Problem description
List the lines below, from the line containing "Note: indicate every instance of the blue" through the line containing "Target: blue sky", inclusive, as a numbered list with blank lines omitted and the pictures left out.

Record extracts
···

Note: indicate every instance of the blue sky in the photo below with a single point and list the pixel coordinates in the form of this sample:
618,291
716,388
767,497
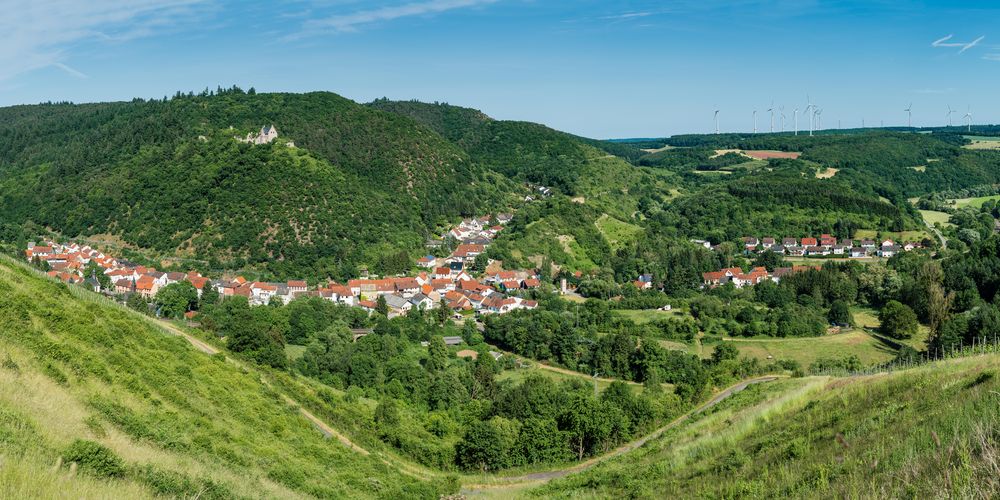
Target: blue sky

···

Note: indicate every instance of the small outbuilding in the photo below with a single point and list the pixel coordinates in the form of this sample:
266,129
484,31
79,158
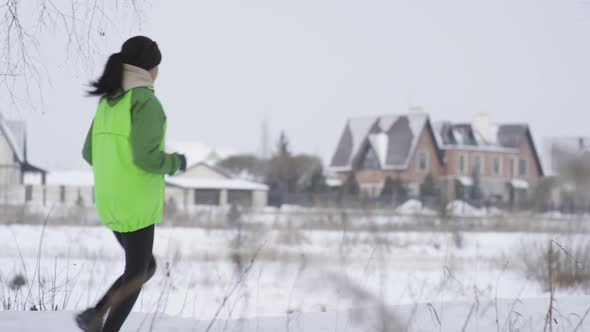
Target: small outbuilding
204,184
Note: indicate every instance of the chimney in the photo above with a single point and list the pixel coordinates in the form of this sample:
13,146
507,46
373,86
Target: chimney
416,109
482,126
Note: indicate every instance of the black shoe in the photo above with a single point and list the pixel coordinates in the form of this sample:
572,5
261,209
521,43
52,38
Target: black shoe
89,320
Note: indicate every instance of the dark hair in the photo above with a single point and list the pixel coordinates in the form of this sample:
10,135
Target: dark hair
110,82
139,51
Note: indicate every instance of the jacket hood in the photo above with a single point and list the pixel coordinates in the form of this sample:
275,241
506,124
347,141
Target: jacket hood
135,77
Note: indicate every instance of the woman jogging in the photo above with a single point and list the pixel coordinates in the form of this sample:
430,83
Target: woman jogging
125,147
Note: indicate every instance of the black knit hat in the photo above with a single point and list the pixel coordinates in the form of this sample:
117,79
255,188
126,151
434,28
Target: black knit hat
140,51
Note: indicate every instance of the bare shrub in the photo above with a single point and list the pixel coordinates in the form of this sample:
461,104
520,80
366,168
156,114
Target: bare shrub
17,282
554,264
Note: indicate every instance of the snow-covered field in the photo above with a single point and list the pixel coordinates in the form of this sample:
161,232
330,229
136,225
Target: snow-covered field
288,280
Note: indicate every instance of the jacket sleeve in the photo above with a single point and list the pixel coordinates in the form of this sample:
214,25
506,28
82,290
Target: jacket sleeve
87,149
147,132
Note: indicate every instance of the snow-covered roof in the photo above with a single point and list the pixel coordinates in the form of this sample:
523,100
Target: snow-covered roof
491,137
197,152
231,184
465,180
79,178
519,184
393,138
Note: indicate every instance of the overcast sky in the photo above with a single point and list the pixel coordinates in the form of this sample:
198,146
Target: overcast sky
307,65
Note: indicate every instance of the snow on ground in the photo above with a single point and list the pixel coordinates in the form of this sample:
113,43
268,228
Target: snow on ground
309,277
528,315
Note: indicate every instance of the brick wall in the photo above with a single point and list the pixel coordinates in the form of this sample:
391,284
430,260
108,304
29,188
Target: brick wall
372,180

···

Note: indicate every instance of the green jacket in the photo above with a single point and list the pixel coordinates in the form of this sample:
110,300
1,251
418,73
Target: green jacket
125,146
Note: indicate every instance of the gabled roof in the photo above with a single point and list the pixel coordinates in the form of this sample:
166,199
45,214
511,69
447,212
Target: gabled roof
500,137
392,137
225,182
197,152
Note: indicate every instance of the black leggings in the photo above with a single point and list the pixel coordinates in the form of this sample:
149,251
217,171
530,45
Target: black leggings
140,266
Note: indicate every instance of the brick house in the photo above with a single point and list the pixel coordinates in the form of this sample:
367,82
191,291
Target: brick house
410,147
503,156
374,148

···

Solution to this problem
1. Note: indicate every instance of the blue sky in the photo below with a single point and list the pixel coordinates in the form of this sample:
2. 618,291
3. 716,388
4. 767,497
5. Target: blue sky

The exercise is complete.